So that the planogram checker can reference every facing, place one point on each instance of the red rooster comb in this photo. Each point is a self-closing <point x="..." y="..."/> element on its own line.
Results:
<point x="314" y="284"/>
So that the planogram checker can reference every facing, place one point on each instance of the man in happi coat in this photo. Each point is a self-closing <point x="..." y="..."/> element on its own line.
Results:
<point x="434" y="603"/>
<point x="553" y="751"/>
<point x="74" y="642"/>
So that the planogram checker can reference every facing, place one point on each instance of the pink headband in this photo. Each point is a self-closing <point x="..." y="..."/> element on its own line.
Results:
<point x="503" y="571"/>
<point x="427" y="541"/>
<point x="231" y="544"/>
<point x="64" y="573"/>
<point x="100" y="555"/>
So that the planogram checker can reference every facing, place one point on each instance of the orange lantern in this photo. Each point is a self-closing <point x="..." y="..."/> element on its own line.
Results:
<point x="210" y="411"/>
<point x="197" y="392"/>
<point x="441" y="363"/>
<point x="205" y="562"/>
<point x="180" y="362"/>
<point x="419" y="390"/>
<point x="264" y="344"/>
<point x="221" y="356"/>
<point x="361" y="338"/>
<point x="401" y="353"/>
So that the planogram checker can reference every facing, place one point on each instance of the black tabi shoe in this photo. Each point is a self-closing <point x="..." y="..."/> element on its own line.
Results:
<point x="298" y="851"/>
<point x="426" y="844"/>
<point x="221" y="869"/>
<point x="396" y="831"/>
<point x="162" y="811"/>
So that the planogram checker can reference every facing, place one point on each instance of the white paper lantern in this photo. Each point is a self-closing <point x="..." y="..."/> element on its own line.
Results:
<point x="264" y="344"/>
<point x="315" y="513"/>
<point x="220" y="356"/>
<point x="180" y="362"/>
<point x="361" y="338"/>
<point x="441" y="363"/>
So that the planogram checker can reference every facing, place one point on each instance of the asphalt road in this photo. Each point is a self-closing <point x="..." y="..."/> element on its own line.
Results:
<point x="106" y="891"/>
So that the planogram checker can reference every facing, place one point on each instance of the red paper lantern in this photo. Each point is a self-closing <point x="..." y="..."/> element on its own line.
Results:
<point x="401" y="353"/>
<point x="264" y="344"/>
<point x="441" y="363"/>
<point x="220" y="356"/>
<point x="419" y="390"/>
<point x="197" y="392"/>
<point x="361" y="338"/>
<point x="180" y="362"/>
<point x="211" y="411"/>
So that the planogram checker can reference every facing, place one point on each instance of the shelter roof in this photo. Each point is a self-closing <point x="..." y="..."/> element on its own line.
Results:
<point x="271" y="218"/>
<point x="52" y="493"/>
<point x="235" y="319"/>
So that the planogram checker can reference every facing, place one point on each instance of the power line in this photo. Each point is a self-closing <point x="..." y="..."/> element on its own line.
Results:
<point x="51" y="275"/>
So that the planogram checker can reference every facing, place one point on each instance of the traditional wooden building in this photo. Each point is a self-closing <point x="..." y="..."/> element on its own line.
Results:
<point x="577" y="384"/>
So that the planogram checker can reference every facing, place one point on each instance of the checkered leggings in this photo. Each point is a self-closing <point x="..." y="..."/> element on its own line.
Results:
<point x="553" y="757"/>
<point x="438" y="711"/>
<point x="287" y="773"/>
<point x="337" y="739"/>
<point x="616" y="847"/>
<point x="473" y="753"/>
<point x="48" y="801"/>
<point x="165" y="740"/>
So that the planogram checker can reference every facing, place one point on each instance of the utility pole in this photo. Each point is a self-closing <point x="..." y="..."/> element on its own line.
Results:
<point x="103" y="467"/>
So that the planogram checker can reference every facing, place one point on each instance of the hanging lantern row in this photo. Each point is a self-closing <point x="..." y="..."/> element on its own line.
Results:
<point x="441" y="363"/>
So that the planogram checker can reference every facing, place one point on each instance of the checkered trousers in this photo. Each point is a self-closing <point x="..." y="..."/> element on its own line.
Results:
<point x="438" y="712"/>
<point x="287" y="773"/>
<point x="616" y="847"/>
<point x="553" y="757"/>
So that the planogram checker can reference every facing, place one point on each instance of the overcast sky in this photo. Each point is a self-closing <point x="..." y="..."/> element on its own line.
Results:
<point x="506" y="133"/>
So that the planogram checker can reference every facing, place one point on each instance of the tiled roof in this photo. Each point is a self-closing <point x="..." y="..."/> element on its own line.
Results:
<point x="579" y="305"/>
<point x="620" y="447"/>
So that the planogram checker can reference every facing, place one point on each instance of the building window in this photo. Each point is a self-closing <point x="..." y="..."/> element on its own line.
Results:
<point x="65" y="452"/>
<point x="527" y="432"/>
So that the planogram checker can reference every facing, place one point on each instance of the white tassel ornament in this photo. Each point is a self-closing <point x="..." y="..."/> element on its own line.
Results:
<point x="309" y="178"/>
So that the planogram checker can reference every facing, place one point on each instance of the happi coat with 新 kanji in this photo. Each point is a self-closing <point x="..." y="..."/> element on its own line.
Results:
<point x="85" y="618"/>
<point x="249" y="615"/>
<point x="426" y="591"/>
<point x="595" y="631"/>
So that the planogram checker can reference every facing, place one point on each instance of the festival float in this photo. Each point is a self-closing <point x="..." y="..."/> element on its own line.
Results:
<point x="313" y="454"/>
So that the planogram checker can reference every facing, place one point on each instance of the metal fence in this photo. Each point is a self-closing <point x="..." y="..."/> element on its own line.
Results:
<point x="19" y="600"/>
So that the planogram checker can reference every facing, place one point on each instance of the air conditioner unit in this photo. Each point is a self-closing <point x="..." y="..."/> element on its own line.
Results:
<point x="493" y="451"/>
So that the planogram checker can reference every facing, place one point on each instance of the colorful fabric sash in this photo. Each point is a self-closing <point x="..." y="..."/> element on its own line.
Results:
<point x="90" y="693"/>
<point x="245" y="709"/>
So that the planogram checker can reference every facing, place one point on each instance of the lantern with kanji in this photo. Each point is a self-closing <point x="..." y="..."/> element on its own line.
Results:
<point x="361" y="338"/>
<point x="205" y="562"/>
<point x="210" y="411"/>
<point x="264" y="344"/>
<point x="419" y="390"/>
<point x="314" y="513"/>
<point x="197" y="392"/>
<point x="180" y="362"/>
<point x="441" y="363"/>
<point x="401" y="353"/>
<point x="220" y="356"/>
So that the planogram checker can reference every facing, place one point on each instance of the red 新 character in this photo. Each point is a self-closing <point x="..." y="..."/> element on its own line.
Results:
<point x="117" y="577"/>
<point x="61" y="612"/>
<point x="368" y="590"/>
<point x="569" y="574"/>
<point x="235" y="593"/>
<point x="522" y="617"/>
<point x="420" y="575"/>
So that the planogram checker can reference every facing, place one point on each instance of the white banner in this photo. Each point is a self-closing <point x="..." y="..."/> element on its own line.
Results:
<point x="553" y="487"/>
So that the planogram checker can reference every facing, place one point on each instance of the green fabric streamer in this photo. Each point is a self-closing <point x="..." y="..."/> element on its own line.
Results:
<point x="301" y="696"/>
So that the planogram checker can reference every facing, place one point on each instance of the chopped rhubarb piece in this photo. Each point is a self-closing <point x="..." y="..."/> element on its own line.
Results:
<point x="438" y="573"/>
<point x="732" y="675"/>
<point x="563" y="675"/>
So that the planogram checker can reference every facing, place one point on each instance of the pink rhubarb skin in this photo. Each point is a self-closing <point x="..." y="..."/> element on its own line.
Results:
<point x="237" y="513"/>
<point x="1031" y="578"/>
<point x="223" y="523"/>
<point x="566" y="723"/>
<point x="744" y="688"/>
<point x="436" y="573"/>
════════
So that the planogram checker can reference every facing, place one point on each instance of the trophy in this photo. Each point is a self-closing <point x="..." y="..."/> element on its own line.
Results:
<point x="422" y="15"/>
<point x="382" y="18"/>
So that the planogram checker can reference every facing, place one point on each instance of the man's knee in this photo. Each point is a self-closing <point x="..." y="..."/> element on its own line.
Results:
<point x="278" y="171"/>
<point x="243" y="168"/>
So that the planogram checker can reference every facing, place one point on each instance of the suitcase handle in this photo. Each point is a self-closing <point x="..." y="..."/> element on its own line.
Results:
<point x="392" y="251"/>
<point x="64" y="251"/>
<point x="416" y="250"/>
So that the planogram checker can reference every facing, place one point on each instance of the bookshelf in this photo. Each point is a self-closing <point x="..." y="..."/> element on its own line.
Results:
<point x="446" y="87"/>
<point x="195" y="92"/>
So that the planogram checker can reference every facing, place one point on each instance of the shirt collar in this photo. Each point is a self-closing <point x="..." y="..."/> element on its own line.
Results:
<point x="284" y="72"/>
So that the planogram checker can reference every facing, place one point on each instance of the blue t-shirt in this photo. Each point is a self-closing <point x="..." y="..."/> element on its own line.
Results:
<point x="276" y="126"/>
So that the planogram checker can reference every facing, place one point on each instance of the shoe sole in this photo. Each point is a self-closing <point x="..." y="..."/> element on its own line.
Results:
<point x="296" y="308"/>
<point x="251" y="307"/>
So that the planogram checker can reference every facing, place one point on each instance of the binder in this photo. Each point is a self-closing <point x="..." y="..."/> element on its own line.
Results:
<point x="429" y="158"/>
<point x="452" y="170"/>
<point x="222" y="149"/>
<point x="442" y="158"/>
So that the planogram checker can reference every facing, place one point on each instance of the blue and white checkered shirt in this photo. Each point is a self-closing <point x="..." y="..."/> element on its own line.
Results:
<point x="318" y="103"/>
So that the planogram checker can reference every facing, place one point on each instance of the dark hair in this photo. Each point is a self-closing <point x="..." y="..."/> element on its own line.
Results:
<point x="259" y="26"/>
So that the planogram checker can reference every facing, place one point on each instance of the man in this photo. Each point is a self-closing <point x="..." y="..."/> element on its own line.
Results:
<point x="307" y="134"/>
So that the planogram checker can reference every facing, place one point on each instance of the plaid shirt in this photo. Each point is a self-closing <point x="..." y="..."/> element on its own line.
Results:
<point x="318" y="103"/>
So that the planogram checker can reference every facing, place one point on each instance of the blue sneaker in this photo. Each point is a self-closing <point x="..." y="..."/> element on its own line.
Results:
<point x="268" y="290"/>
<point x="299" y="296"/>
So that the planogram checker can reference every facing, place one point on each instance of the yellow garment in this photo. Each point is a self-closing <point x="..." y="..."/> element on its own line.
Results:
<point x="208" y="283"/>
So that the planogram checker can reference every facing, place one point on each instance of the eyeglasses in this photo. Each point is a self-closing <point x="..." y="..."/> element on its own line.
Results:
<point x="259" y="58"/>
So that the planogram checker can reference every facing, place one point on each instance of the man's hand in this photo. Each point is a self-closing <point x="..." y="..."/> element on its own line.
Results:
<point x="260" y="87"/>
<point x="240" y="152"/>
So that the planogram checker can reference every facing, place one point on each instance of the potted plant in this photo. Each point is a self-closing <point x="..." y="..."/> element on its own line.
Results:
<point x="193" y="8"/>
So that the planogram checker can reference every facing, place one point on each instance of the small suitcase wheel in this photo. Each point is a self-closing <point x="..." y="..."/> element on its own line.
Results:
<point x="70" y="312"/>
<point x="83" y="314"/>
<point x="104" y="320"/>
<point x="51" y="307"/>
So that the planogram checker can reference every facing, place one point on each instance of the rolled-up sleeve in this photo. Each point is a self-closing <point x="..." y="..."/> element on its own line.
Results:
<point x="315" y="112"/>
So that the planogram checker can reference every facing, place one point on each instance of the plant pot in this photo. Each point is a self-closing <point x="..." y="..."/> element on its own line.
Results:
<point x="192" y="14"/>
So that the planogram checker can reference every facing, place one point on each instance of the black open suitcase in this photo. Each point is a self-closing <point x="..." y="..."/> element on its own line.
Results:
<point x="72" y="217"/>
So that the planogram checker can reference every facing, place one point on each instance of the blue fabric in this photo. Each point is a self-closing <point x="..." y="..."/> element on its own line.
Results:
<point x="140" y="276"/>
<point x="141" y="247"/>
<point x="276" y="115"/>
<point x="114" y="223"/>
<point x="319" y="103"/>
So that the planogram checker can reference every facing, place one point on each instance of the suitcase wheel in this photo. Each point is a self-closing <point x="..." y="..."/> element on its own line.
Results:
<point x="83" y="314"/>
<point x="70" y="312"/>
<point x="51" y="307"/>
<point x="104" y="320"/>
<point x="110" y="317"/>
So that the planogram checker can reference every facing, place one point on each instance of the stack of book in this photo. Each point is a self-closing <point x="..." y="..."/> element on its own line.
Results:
════════
Check each line of the entries above, and show every one holding the word "pink".

> EXPECTED ANSWER
So that the planogram checker can reference every facing, place one point on each instance of the pink headband in this photo. Each point is a self-closing <point x="..." y="..."/> element on its own line.
So that the planogram checker can reference every facing, place one point on each instance of the pink rhubarb skin in this photo. Each point is a self-closing <point x="..." y="..."/> element on its own line.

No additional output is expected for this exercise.